● **Quoted passage**

==============================

Bi, who is based in the U.K. and became a solicitor in 1992, raised the retention of women as a red flag. She noted there are “very few firms where 50 per cent” of the partners are women.
“You have to ask, what happened in the interim? Are people just making life choices? Are we doing enough to make sure these very clever, very capable, very ambitious women who start with us are given enough support to allow them to accommodate some of those life choices and have the career that they plan to have when they first joined us?” she asked.
Over her career, Bi has seen over 50 per cent of women “coming through and not being reflected at the most senior levels of our firm,” which “suggests that there is an issue with the profession and how it has been run.”
She noted that the legal profession “has been run in a particular way for hundreds of years” and “that’s worked perfectly well for some people.”
“I’m a woman of colour and I see similar patterns with people of different ethnicities coming into our profession. They arrive full of enthusiasm and optimism, and they get worn down and a lot of them make the decision to leave. But we have to ask why that is,” she explained, noting firms, as businesses, “need to find ways to make sure we give people a chance.”
Bi was inspired to become a lawyer in her early teens as she saw the “law as a way of bringing justice into the world.”

==============================

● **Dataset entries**
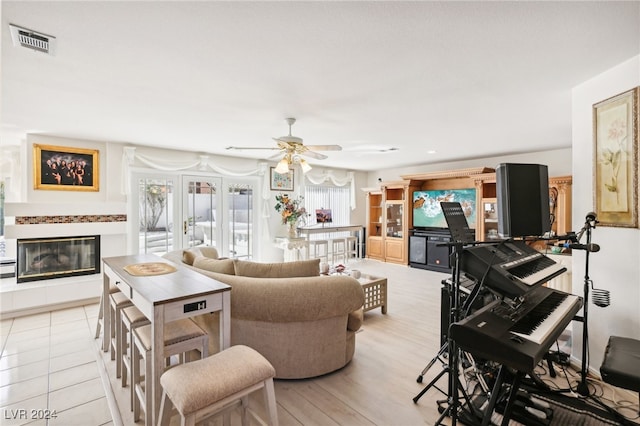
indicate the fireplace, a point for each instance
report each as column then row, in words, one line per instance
column 57, row 257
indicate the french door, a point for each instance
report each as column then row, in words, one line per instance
column 185, row 211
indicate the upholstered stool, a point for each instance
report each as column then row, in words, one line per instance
column 621, row 364
column 180, row 337
column 351, row 250
column 118, row 302
column 338, row 250
column 319, row 249
column 132, row 318
column 216, row 384
column 112, row 289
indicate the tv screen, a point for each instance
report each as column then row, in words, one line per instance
column 427, row 213
column 323, row 216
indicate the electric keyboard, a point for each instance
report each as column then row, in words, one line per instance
column 520, row 336
column 511, row 268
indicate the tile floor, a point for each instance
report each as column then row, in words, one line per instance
column 49, row 370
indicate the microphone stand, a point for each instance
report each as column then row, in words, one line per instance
column 582, row 387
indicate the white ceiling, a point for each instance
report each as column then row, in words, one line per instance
column 464, row 79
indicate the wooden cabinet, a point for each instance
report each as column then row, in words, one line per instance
column 487, row 218
column 387, row 222
column 374, row 225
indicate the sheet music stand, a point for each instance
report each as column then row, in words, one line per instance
column 461, row 235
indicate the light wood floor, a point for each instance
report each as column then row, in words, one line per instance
column 378, row 386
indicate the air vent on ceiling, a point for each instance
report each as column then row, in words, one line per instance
column 32, row 40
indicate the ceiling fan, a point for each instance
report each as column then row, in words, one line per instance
column 294, row 149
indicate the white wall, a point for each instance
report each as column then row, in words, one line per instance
column 23, row 200
column 558, row 162
column 616, row 267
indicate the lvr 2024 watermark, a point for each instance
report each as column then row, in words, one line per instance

==============================

● **Exercise requirements**
- 1) In the passage about Bi, what year did she become a solicitor?
- 2) Transcribe everything in the passage about Bi from "Bi, who is based" down to "partners are women.".
- 3) In her quoted question in the passage about Bi, which three adjectives does she use for the women who start at her firm?
You won't need the dataset entries for anything here.

● **Results by task**
- 1) She became a solicitor in 1992.

- 2)
Bi, who is based in the U.K. and became a solicitor in 1992, raised the retention of women as a red flag. She noted there are “very few firms where 50 per cent” of the partners are women.

- 3) Clever, capable, ambitious